DATA RECORDS =>
■ ■ ■
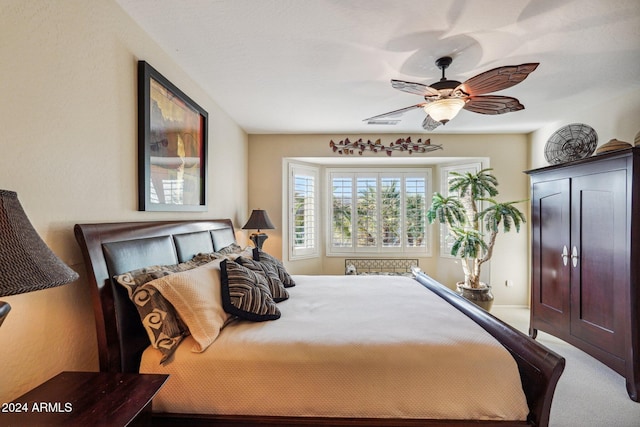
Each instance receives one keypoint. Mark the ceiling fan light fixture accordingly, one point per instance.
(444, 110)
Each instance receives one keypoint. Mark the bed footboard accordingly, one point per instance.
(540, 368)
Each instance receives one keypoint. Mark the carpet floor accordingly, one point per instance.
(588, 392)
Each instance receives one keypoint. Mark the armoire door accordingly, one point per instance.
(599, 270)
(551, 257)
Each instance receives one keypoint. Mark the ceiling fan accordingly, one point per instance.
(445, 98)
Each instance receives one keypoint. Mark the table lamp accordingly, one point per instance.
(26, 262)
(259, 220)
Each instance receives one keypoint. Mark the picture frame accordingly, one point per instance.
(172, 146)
■ ■ ■
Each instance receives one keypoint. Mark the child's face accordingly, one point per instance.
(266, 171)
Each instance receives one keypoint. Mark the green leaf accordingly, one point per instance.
■ ■ ■
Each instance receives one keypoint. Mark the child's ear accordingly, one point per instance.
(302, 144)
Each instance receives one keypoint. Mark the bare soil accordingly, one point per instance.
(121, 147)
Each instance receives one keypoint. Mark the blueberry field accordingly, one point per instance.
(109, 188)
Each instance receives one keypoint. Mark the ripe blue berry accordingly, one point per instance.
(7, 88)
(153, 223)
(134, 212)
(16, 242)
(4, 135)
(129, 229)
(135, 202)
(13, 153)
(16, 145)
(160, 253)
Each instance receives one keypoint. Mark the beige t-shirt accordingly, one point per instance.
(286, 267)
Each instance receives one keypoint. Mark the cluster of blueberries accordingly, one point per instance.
■ ■ ■
TASK TO COMPLETE =>
Write out exactly the lines above from the line with "Each instance receives one keypoint. Mark the bare" through the line with "Each instance receives one keypoint. Mark the cluster", both of them included, and leave out all other lines.

TASK RESPONSE =>
Each instance receives one keypoint. Mark the bare soil accordingly, one point per instance.
(121, 147)
Each instance receives one keypoint. Mark the blueberry field accordingly, one point per instance.
(109, 188)
Each instance receives one keypoint. Mark the ripe blue berry accordingly, one point per instance.
(7, 88)
(153, 223)
(134, 212)
(16, 242)
(4, 135)
(129, 229)
(135, 202)
(13, 153)
(16, 145)
(160, 253)
Each instance receives one keypoint. Mark the beige t-shirt accordingly, one point per instance.
(286, 267)
Each instance receives one keypoint. Mark the cluster of blueberries accordingly, one point per instance.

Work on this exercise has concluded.